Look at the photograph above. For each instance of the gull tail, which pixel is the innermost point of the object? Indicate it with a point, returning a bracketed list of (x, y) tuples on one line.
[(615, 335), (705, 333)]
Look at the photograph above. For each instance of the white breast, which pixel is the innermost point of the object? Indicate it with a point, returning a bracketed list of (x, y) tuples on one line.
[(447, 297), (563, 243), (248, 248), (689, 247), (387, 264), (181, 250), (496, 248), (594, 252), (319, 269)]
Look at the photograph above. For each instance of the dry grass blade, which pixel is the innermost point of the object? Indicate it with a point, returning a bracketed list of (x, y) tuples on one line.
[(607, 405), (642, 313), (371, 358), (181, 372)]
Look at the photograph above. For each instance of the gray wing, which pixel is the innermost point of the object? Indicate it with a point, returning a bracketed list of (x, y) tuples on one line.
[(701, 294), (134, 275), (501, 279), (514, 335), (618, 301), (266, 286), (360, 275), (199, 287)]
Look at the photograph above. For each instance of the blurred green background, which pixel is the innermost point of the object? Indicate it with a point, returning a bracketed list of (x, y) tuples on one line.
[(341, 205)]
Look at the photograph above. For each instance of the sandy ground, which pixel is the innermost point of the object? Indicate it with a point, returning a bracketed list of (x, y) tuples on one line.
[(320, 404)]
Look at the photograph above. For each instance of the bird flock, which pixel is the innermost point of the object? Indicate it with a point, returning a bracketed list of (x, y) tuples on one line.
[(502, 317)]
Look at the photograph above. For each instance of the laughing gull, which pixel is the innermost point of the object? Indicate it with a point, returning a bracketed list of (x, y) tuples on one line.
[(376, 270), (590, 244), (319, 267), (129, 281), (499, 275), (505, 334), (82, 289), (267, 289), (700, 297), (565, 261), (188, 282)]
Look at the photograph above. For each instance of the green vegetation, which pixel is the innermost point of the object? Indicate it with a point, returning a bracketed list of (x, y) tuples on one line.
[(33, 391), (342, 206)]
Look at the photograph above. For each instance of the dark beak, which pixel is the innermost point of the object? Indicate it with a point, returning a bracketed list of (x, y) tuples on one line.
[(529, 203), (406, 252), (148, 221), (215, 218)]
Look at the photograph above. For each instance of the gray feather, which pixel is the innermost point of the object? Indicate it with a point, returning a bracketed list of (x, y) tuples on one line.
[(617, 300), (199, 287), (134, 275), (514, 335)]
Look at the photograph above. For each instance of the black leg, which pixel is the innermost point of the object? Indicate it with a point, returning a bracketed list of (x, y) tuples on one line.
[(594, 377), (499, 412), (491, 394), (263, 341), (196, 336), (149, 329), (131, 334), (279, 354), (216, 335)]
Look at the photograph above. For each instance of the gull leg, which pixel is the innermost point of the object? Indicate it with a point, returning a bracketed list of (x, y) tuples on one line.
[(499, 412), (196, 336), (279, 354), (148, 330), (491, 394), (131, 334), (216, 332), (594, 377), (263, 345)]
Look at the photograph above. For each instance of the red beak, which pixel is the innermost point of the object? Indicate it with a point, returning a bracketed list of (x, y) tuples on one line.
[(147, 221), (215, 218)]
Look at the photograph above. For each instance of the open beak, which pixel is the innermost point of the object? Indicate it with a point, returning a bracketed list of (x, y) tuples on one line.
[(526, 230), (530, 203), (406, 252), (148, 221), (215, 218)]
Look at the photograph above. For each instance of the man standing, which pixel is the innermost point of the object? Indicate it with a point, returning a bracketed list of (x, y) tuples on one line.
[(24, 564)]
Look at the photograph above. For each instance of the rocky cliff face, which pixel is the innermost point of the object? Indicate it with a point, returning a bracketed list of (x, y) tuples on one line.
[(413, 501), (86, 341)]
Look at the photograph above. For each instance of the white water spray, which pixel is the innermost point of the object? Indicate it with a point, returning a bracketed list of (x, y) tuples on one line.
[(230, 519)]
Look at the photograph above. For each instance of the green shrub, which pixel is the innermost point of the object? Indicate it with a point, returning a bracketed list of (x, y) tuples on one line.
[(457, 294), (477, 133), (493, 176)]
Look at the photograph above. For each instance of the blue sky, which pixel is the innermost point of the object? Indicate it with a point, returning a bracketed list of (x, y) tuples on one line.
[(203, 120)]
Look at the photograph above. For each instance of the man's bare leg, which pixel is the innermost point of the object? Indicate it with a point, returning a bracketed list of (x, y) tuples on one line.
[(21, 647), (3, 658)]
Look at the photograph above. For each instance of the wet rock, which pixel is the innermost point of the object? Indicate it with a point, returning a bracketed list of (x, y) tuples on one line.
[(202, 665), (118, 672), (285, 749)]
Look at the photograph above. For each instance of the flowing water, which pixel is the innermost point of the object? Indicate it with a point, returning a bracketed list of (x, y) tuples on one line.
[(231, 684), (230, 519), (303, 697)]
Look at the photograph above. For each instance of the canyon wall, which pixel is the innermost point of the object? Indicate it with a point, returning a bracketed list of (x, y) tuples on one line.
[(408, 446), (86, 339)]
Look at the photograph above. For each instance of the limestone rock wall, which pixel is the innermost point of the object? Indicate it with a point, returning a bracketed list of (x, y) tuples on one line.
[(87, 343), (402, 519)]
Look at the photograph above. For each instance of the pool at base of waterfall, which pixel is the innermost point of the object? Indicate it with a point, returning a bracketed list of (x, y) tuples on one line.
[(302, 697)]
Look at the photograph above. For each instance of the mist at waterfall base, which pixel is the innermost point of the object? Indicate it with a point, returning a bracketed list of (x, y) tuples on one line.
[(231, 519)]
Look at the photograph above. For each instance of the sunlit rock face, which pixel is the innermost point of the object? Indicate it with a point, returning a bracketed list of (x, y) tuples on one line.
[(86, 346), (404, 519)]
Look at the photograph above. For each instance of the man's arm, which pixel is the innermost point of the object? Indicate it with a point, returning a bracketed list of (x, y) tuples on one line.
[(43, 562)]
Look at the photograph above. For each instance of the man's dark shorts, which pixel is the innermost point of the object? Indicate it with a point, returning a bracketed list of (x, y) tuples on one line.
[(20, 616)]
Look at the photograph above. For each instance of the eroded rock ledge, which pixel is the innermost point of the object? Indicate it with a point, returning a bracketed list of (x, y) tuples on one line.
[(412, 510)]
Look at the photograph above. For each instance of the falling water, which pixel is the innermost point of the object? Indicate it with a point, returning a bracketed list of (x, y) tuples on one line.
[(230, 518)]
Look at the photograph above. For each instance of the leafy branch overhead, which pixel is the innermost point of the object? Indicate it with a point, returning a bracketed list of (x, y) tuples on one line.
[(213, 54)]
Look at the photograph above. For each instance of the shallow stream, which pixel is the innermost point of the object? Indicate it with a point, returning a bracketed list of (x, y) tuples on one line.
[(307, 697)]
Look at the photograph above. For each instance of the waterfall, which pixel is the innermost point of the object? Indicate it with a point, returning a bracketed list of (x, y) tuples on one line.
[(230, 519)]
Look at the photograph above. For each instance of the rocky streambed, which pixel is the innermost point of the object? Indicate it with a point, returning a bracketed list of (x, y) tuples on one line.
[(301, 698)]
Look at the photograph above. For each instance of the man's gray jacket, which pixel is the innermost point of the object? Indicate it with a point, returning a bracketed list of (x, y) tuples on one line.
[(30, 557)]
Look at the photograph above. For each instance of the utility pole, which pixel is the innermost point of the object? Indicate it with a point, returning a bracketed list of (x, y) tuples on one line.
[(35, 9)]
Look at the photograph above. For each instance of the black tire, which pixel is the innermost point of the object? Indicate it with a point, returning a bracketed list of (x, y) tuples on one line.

····················

_Work instructions_.
Each record above is to be reproduced exactly, in full.

_Response box_.
Look at the photograph above. For each instance of the gull tail, which pixel is the innermost point of the object? Indicate it with a point, returning a bracketed list of (x, y) tuples on one line.
[(615, 335), (705, 333)]
Look at the photograph above. For each instance of the white breast, which pixel is the innermost point of the object? Indicate it with a point, returning a bracketed list of (x, y) tuples on one line.
[(447, 297), (563, 243), (248, 248), (689, 247), (387, 264), (181, 250), (496, 248), (594, 252), (319, 269)]
Look at the photograph above. For each instance of the dry grass blade, which pixel is the innermost point of the object? Indicate it with a point, returning a bracketed list of (x, y) tuples on one line.
[(607, 405), (642, 313), (371, 358), (181, 372)]
Look at the photograph above. For each instance of the gray wing, which pixel is the innermost point of the object? Indicate it with a point, returning a bracketed list of (x, y) tuples on one line.
[(701, 294), (134, 275), (501, 279), (514, 335), (618, 301), (266, 286), (360, 275), (199, 287)]
Look at the photograph above. For each instance of the blurred green background, which pixel is the innermost point of the object? Indicate it with a point, returning a bracketed list of (x, y) tuples on one line.
[(341, 205)]
Look at the photograph above. For each instance of the sandy ground, which pixel is the innermost point of the object? Indicate it with a point, returning a bracketed list of (x, y) tuples on one line.
[(320, 404)]
Look at the photograph above. For each instance of the bird flock, which pixel is the innermost point of the object? Indicate it with a point, returning a bracketed list of (x, y) tuples on one line.
[(502, 317)]
Look at the photograph above. For each instance of the laughing gull, which pixel is the innermost point of the object? Indicate it with a point, returning a bracketed list of (x, y) tuples on one line.
[(376, 270), (590, 244), (319, 267), (129, 281), (499, 275), (505, 334), (82, 289), (267, 289), (700, 297), (565, 261), (188, 282)]
Look at the photograph above. For each instance of the green vegetation, which pixel is the innermost point of the object? Indicate it with a point, returning a bracketed list of (x, y) tuples on one line.
[(33, 391), (342, 206)]
Look at the photograph above. For each instance of the dark beak, which pixel is the innermost point of the object? Indicate it with a point, returning a bracketed list of (x, y) tuples on one line.
[(529, 203), (406, 252), (148, 221), (215, 218)]
Look at the photograph above. For each instance of the gray feather, which pixel is the innermost point of the object? Indicate it with a point, returning a bracketed list of (x, y) tuples on one line.
[(617, 300), (199, 287), (134, 275), (514, 335)]
Look at the photograph above. For each instance of the black leg, which pixel is the innermost point of the object? Indicate it with a point, returning a bracketed list of (x, y) tuples on one line.
[(594, 377), (499, 412), (491, 394), (263, 341), (196, 336), (149, 329), (131, 334), (279, 354), (216, 335)]
Look at the photograph above. For each instance of the gull leg, which pixel is the innermost point of the object? Indicate it with a point, returning a bracketed list of (x, y) tuples on one line.
[(499, 412), (196, 336), (279, 354), (148, 330), (491, 394), (131, 334), (216, 332), (594, 377), (263, 345)]
Look at the photograph above. For each instance of the red beak, which pixel is the innermost point of the object? Indicate it with a point, returning a bracketed list of (x, y) tuples on one line.
[(147, 221), (215, 218)]
Look at the photograph above. For each instance of the open beak, which pixel is the innermost point of the object? Indicate it with a point, returning a bracketed list of (x, y) tuples on one line.
[(526, 230), (530, 203), (406, 252), (148, 221), (215, 218)]
Look at the photograph above. For each instance of the man standing, which pixel is the innermost point of the object? Indicate it with a point, returning a bracketed list of (x, y) tuples on one line.
[(24, 564)]
Look at the photograph above. For each instance of the rocky cliff face, which pixel is the innermost point of the object? Indicate it with a point, returning a bracketed list of (x, y) tuples on one line.
[(413, 501), (86, 341)]
Look at the photograph above. For each instance of the white water spray, which pixel is the innermost point of the object? Indicate it with a point, returning a bracketed list of (x, y) tuples on one line.
[(230, 519)]
Look at the photograph above. For each instance of the green shrub, which pixel is the innermost point of the object? Indicate it with a point, returning a bracketed list of (x, y) tuples on one line.
[(457, 294), (477, 133), (493, 176)]
Look at the photograph above. For each instance of the blue sky, which pixel is the innermost point of the object? Indicate it with a point, returning a bracketed list of (x, y) tuples on one line.
[(203, 120)]
Look at the photograph above. For each instance of the man's bare leg, which pixel is the innermost point of the object? Indicate it with a point, returning a bracketed list of (x, y) tuples on one line.
[(21, 647), (3, 658)]
Look at the photograph above. For each instance of the wet rock, which pixel is the innermost point of the object? Indicate it with a point, returning a bracketed list of (x, y) tuples on one line.
[(202, 665), (118, 672), (285, 749)]
Look at the photograph above. For each instance of the flowing water, which pixel is the innermost point of the object? Indicate it with a point, returning a bracketed list of (x, y) tuples on one line.
[(231, 684), (230, 519), (303, 697)]
Look at the photograph above. For each instance of the canyon wall, which pixel is the innermost point of the object? Indicate it with a point, returning a bracketed list of (x, y) tuples on one line.
[(408, 446), (86, 339)]
Look at the photograph above. For each instance of the limestone rock wall, which pixel is the innermost point of the object? Indicate it with a point, returning a bracketed list of (x, y) tuples on one line.
[(87, 343), (402, 519)]
Look at the photograph above. For each instance of the pool at base of waterfall, which pixel is the innermost point of the object? Indicate it with a point, returning a bracketed list of (x, y) tuples on one line.
[(302, 697)]
Look at the photograph above. For each instance of the mist at waterfall base, which pixel is the innermost point of the object? Indicate it with a point, returning a bracketed list of (x, y) tuples on one line.
[(231, 519)]
Look at the photograph above. For each instance of the sunlit rock face, which pixel is the innermost point of the object? Indicate it with a point, returning a bracketed list of (x, y) tuples on one line.
[(86, 346), (404, 519)]
Look at the photograph above. For each instance of the man's arm, which pixel is the innermost point of the object? Indicate it with a point, returning a bracketed list of (x, y) tuples on one line.
[(43, 562)]
Look at the photograph above. For each instance of the man's dark shorts, which pixel is the innermost point of the object? Indicate it with a point, returning a bracketed list of (x, y) tuples on one line.
[(20, 616)]
Look at the photograph above. For each instance of the eroded rock ledge, which pixel is the innermost point of the object? Indicate it with a point, returning a bracketed list of (x, y) tuples on one line.
[(412, 510)]
Look at the photograph above. For each instance of the falling water, which pixel is the innermost point of the object? Indicate it with a point, returning a bracketed list of (x, y) tuples on one line.
[(230, 518)]
Look at the photograph above. For each instance of the leafy branch overhead, which pixel is the innermost point of the object? Indicate it with a point, returning a bracketed list of (x, y) tuples on one line.
[(213, 54)]
Look at the photograph above. For each instance of the shallow stream, which pixel is the innermost point of the object? Indicate it with a point, returning a bracketed list of (x, y) tuples on one line.
[(307, 697)]
Look at the photograph above. For each instance of the waterfall, which pixel is the innermost point of the object? Indicate it with a point, returning a bracketed list of (x, y) tuples on one line.
[(230, 519)]
Look at the photograph above. For each instance of the rocky streambed, which pixel is the innermost point of the object? Indicate it with a point, returning a bracketed list of (x, y) tuples on one line.
[(301, 698)]
Look at the photograph above. For each instance of the man's gray jacket, which pixel is the innermost point of the object? Indicate it with a point, returning a bracketed list of (x, y) tuples on one line.
[(30, 557)]
Look at the photograph above. For each instance of the utility pole, which pixel is the innermost point of the object? Indicate it with a point, returning a bracketed list of (x, y) tuples on one line.
[(35, 9)]
Look at the photograph above. For each instance of the black tire, which pixel is the innermost point of the object? Indicate it with a point, returning a bracketed list of (x, y) tuples on one line.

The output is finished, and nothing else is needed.